§ REQUIREMENTS
Rescale the part of the listing that runs from its start through the line containing "x=705, y=679", both ends included. Write out every one of those lines again, requests included, with each coordinate in the answers multiplied by 0.9 and rounded to a whole number (halves round up), and give only those lines.

§ RECORDS SHOWN
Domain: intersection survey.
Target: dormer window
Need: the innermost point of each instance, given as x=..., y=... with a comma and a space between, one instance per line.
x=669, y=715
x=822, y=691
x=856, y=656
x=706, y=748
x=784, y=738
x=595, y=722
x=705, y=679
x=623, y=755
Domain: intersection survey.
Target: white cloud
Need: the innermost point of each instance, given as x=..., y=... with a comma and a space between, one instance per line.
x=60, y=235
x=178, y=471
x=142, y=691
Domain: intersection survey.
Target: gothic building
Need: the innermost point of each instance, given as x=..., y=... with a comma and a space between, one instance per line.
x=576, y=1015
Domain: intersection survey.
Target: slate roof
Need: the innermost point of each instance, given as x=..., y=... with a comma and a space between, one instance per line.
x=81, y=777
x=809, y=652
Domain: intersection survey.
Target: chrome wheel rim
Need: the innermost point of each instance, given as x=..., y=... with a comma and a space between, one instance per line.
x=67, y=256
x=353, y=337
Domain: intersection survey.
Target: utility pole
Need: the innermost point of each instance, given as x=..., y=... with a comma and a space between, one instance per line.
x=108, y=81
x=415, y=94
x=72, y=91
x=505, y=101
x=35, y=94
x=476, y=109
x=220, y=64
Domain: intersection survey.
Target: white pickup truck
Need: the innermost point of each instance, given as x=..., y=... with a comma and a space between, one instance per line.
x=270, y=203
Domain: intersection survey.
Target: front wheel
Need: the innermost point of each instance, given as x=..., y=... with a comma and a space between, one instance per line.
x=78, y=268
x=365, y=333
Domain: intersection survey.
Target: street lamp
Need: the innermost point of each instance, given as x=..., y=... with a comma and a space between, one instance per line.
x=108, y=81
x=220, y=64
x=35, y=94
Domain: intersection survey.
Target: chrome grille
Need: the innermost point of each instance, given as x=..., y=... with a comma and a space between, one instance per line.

§ EXERCISE RESULT
Domain: intersection survey.
Target: dormer window
Need: the innermost point of each instance, given as x=..., y=... with a comma and a space between, one instance per line.
x=602, y=644
x=740, y=622
x=770, y=590
x=635, y=673
x=706, y=664
x=536, y=650
x=635, y=611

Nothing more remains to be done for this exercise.